◆ Task statement ◆
Each line from the start of the records through the line containing "Target: green vegetable stalk" is to be transcribed exactly, and no other line is to be included.

==================================================

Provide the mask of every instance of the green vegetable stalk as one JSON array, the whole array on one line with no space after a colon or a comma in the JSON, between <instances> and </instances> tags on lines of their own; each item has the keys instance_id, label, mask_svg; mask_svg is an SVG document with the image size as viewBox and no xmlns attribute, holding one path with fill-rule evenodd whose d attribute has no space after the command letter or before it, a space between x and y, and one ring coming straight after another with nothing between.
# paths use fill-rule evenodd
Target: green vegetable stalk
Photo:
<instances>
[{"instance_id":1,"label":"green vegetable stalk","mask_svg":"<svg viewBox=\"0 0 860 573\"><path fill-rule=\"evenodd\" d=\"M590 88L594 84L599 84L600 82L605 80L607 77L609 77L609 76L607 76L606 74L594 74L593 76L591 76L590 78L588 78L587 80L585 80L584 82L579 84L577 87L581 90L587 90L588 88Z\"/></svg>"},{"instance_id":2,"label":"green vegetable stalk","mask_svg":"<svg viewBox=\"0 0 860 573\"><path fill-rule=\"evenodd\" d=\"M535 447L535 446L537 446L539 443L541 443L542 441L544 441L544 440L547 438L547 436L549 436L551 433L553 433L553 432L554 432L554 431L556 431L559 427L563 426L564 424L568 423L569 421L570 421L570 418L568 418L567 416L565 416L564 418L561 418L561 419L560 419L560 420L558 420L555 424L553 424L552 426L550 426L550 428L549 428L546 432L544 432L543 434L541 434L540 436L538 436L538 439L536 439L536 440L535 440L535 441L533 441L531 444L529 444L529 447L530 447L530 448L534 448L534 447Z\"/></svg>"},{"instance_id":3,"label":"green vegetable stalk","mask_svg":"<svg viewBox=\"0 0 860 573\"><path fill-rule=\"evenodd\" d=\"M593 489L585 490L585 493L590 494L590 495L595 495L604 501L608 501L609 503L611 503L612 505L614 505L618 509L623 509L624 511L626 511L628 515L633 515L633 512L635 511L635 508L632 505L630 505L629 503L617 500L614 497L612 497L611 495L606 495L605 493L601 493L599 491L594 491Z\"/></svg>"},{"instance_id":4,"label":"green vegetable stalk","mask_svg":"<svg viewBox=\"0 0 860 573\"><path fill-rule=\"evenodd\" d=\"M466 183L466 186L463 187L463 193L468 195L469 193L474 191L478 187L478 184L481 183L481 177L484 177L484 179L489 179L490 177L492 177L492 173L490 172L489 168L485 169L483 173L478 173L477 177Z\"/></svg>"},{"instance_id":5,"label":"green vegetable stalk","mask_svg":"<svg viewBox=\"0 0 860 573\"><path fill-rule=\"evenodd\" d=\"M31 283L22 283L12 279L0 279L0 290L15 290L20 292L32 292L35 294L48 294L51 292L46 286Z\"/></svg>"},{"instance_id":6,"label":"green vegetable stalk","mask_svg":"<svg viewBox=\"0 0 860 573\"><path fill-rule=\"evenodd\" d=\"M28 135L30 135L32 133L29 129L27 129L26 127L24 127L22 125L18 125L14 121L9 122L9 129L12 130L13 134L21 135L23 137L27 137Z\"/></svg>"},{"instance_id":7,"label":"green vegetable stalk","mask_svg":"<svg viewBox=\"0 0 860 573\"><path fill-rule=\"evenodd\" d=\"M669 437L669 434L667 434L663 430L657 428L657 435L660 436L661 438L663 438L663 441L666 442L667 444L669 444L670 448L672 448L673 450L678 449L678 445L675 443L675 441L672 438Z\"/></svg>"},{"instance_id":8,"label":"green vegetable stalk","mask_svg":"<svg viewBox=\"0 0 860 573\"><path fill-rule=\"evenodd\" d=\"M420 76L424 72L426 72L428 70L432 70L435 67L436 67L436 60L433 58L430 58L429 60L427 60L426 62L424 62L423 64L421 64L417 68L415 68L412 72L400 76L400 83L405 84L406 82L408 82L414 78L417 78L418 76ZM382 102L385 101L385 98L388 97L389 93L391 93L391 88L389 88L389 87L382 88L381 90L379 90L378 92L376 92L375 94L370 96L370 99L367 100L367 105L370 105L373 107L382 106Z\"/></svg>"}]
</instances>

==================================================

◆ Solution for this problem ◆
Provide the mask of every instance of the green vegetable stalk as one JSON array, the whole array on one line with no space after a colon or a comma in the JSON, between <instances> and </instances> tags on lines of their own; each item has the keys instance_id, label, mask_svg; mask_svg is an SVG document with the image size as viewBox and no xmlns attribute, holding one path with fill-rule evenodd whose d attribute has no space after the command letter or before it, a space between x and y, and one ring coming straight after another with nothing between.
# paths use fill-rule evenodd
Target: green vegetable stalk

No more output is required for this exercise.